## THE EXERCISE
Write out each of the following lines exactly as it appears, keeping every character the same.

--- START DATA SUPPLIED ---

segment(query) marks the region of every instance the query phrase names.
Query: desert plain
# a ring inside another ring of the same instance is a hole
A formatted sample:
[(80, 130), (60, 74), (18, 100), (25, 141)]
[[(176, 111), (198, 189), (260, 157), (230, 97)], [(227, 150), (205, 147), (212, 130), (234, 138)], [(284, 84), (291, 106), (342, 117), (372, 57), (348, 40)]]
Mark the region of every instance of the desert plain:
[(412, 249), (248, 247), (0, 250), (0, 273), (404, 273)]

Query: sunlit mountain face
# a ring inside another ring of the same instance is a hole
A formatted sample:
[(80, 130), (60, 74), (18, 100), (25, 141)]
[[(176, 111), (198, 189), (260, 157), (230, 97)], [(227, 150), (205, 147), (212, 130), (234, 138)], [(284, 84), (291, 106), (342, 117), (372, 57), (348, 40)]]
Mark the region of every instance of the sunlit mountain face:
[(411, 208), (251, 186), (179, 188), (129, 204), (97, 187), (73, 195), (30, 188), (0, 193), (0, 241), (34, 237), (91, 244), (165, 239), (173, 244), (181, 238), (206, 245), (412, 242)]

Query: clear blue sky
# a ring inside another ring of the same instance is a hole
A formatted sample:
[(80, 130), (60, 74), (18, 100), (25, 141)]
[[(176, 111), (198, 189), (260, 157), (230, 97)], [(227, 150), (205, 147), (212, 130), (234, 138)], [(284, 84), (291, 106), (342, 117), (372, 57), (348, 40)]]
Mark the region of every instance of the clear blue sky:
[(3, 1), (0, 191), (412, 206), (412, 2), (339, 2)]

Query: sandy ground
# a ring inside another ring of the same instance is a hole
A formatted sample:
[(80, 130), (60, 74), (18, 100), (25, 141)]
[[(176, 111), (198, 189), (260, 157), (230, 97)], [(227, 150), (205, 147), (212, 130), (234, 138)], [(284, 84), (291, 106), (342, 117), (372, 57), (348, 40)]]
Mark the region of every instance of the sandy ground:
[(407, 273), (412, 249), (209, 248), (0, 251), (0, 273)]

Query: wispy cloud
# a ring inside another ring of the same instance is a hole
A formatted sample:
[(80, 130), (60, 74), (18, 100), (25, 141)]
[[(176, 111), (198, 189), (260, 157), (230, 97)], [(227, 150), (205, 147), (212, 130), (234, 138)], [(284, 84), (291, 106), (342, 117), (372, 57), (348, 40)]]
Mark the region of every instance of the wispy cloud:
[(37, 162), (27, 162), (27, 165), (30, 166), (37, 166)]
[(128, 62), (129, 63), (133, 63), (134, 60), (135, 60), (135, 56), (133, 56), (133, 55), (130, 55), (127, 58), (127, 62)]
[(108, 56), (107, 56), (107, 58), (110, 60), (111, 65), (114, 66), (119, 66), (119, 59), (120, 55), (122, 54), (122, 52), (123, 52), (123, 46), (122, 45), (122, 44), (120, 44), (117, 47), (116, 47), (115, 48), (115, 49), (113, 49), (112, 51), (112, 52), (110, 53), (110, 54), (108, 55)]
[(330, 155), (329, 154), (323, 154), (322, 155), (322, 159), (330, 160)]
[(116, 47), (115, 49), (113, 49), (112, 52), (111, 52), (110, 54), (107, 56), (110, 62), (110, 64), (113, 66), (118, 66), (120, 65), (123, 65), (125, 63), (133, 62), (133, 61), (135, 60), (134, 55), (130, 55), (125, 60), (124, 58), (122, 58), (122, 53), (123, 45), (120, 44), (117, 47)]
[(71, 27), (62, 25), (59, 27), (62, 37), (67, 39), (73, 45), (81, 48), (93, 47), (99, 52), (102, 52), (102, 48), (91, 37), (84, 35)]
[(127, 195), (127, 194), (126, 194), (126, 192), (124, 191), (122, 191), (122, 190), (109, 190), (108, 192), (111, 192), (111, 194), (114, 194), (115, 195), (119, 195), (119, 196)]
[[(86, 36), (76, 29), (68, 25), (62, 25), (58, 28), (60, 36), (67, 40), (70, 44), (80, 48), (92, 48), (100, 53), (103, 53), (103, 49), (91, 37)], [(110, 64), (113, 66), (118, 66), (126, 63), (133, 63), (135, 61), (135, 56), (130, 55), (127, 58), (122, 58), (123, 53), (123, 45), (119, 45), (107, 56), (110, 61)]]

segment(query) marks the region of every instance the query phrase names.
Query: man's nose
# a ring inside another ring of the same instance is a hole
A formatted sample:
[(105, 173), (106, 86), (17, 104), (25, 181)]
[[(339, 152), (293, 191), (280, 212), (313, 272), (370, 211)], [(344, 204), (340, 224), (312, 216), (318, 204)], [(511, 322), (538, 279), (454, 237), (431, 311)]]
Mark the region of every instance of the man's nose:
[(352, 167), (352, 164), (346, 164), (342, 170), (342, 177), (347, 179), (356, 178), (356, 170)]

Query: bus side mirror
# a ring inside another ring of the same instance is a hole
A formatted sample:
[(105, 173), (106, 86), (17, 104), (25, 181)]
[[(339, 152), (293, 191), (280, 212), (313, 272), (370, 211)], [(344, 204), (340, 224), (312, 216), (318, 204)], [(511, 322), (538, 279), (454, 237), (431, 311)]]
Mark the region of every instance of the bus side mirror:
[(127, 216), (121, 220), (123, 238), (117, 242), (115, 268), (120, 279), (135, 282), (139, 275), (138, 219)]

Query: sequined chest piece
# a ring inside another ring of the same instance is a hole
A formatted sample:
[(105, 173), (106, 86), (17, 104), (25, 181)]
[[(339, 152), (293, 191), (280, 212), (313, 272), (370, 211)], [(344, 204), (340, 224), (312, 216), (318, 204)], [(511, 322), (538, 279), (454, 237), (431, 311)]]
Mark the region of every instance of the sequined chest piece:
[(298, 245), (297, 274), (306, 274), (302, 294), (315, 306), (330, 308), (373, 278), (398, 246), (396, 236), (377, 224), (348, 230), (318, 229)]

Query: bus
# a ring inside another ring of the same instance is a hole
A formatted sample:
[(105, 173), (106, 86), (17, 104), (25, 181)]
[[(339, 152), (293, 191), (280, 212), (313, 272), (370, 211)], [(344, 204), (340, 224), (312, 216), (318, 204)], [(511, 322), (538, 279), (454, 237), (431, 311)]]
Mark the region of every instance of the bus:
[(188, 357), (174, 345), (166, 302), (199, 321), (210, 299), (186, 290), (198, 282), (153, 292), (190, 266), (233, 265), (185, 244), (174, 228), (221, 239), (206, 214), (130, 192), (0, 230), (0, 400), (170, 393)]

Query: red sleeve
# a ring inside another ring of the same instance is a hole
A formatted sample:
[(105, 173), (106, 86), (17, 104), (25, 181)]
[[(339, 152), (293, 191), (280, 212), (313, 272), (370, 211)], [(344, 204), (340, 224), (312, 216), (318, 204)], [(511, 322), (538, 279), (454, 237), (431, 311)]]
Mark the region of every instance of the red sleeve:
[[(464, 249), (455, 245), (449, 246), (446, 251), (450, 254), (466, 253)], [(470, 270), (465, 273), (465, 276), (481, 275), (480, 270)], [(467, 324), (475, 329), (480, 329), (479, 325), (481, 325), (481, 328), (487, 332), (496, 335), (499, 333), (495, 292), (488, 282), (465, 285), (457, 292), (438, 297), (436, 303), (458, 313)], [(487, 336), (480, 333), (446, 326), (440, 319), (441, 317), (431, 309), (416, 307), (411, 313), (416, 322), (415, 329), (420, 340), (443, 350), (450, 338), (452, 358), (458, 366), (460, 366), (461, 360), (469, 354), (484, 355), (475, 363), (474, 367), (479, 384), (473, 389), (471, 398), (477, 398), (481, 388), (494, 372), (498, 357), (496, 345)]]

--- END DATA SUPPLIED ---

## PROBLEM SOLUTION
segment(query) marks the region of every instance the query phrase names.
Query: desert plain
# a ring inside another ring of the same instance is a hole
A formatted sample:
[(80, 130), (60, 74), (18, 100), (25, 141)]
[[(176, 111), (198, 189), (260, 157), (230, 97)], [(227, 150), (205, 147), (212, 130), (234, 138)], [(284, 84), (291, 106), (342, 117), (372, 57), (348, 40)]]
Mark the region of every instance of the desert plain:
[(412, 249), (248, 247), (0, 250), (0, 273), (404, 273)]

Query: sunlit mountain face
# a ring inside another ring of the same instance is a hole
A formatted sample:
[(80, 130), (60, 74), (18, 100), (25, 141)]
[[(176, 111), (198, 189), (260, 157), (230, 97)], [(227, 150), (205, 147), (212, 130), (234, 138)], [(284, 84), (291, 106), (342, 117), (372, 57), (348, 40)]]
Mark the region of every instance of the sunlit mountain face:
[(411, 208), (251, 186), (179, 188), (129, 204), (97, 187), (73, 195), (30, 188), (0, 193), (0, 241), (34, 237), (91, 244), (165, 239), (173, 244), (181, 238), (206, 245), (412, 242)]

Query: clear blue sky
# a ring inside another ring of the same instance is a hole
A formatted sample:
[(80, 130), (60, 74), (18, 100), (25, 141)]
[[(176, 111), (198, 189), (260, 157), (230, 97)], [(227, 150), (205, 147), (212, 130), (234, 138)], [(284, 84), (291, 106), (342, 117), (372, 57), (348, 40)]]
Mark the region of every instance of the clear blue sky:
[(3, 1), (0, 191), (412, 206), (412, 2), (339, 2)]

Query: sandy ground
# a ring inside another ring of the same instance is a hole
A formatted sample:
[(80, 130), (60, 74), (18, 100), (25, 141)]
[[(176, 111), (198, 189), (260, 157), (230, 97)], [(227, 150), (205, 147), (212, 130), (234, 138)], [(284, 84), (291, 106), (342, 117), (372, 57), (348, 40)]]
Mark the region of every instance of the sandy ground:
[(407, 273), (412, 249), (209, 248), (0, 251), (0, 273)]

Query: wispy cloud
# a ring inside another ring of the same instance is a hole
A formatted sample:
[(80, 130), (60, 74), (18, 100), (25, 141)]
[[(176, 111), (198, 189), (260, 157), (230, 97)], [(227, 150), (205, 147), (212, 130), (234, 138)], [(284, 84), (291, 106), (342, 117), (372, 57), (348, 40)]]
Mark the region of every instance of the wispy cloud:
[(37, 162), (27, 162), (27, 165), (30, 166), (37, 166)]
[(128, 62), (129, 63), (133, 63), (134, 60), (135, 60), (135, 56), (133, 56), (133, 55), (130, 55), (127, 58), (127, 62)]
[(108, 56), (107, 56), (107, 58), (110, 60), (111, 65), (114, 66), (119, 66), (119, 59), (120, 55), (122, 54), (122, 52), (123, 52), (123, 46), (122, 45), (122, 44), (120, 44), (117, 47), (116, 47), (115, 48), (115, 49), (113, 49), (112, 51), (112, 52), (110, 53), (110, 54), (108, 55)]
[(330, 155), (329, 154), (323, 154), (322, 155), (322, 159), (330, 160)]
[(116, 47), (115, 49), (113, 49), (112, 52), (111, 52), (110, 54), (107, 56), (110, 62), (110, 64), (113, 66), (118, 66), (120, 65), (123, 65), (125, 63), (133, 62), (133, 61), (135, 60), (134, 55), (130, 55), (125, 60), (124, 58), (122, 58), (122, 53), (123, 45), (120, 44), (117, 47)]
[(71, 27), (62, 25), (59, 27), (62, 37), (67, 39), (73, 45), (81, 48), (93, 47), (99, 52), (102, 52), (102, 48), (91, 37), (84, 35)]
[(127, 195), (127, 194), (126, 194), (126, 192), (124, 191), (122, 191), (122, 190), (109, 190), (108, 192), (111, 192), (111, 194), (114, 194), (115, 195), (119, 195), (119, 196)]
[[(86, 36), (76, 29), (68, 25), (62, 25), (58, 28), (60, 36), (67, 40), (70, 44), (80, 48), (92, 48), (100, 53), (103, 53), (103, 49), (91, 37)], [(110, 64), (113, 66), (118, 66), (126, 63), (133, 63), (135, 61), (135, 56), (130, 55), (127, 58), (122, 58), (123, 53), (123, 45), (119, 45), (107, 56), (110, 61)]]

segment(query) marks the region of every instance the query phrase names.
Query: man's nose
# a ring inside another ring of the same instance is a hole
A formatted sample:
[(105, 173), (106, 86), (17, 104), (25, 181)]
[[(339, 152), (293, 191), (280, 212), (313, 272), (370, 211)], [(344, 204), (340, 224), (312, 216), (318, 204)], [(511, 322), (538, 279), (454, 237), (431, 311)]]
Mark the region of every instance of the man's nose:
[(352, 167), (352, 164), (346, 164), (342, 170), (342, 177), (347, 179), (356, 178), (356, 170)]

Query: bus side mirror
# a ring inside another ring of the same instance is a hole
A formatted sample:
[(105, 173), (106, 86), (17, 104), (25, 181)]
[[(339, 152), (293, 191), (280, 212), (313, 272), (370, 211)], [(344, 204), (340, 224), (312, 216), (318, 204)], [(511, 322), (538, 279), (454, 237), (431, 311)]]
Mark the region of every instance of the bus side mirror:
[(127, 216), (121, 220), (123, 238), (117, 242), (115, 268), (120, 279), (135, 282), (139, 275), (138, 219)]

Query: sequined chest piece
# a ring inside another ring of the same instance is a hole
A formatted sample:
[(105, 173), (106, 86), (17, 104), (25, 181)]
[[(339, 152), (293, 191), (280, 212), (313, 272), (370, 211)], [(344, 204), (340, 224), (312, 216), (318, 204)], [(511, 322), (538, 279), (454, 237), (431, 311)]]
Mark the region of every instance of the sequined chest piece:
[(298, 245), (297, 274), (306, 274), (302, 294), (315, 306), (330, 308), (373, 278), (398, 246), (396, 236), (377, 224), (348, 230), (318, 229)]

Query: bus
# a ring inside another ring of the same instance is a hole
A formatted sample:
[(105, 173), (106, 86), (17, 104), (25, 181)]
[[(339, 152), (293, 191), (280, 212), (313, 272), (370, 211)], [(344, 204), (340, 224), (312, 216), (318, 204)], [(511, 322), (538, 279), (454, 237), (431, 311)]]
Mark the region of every instance of the bus:
[(188, 357), (174, 345), (166, 302), (199, 321), (210, 299), (186, 290), (198, 282), (153, 292), (190, 266), (233, 265), (185, 244), (174, 228), (221, 239), (206, 214), (130, 192), (0, 230), (0, 400), (170, 393)]

Query: red sleeve
# a ring inside another ring of the same instance is a hole
A formatted sample:
[(105, 173), (106, 86), (17, 104), (25, 181)]
[[(339, 152), (293, 191), (280, 212), (313, 272), (370, 211)], [(344, 204), (340, 224), (312, 216), (318, 204)], [(511, 322), (538, 279), (454, 237), (431, 311)]]
Mark the region of every instance of the red sleeve:
[[(464, 249), (455, 245), (449, 246), (446, 251), (450, 254), (466, 253)], [(470, 270), (465, 273), (465, 276), (481, 275), (480, 270)], [(467, 324), (475, 329), (480, 329), (479, 325), (481, 325), (481, 328), (487, 332), (496, 335), (499, 333), (495, 292), (488, 282), (465, 285), (457, 292), (438, 297), (436, 303), (458, 313)], [(487, 336), (480, 333), (446, 326), (440, 319), (441, 317), (431, 309), (416, 307), (411, 313), (416, 322), (415, 329), (420, 340), (443, 350), (450, 338), (452, 358), (458, 366), (460, 366), (461, 360), (469, 354), (484, 355), (475, 363), (474, 367), (479, 384), (473, 389), (471, 398), (477, 398), (481, 388), (494, 372), (498, 357), (496, 345)]]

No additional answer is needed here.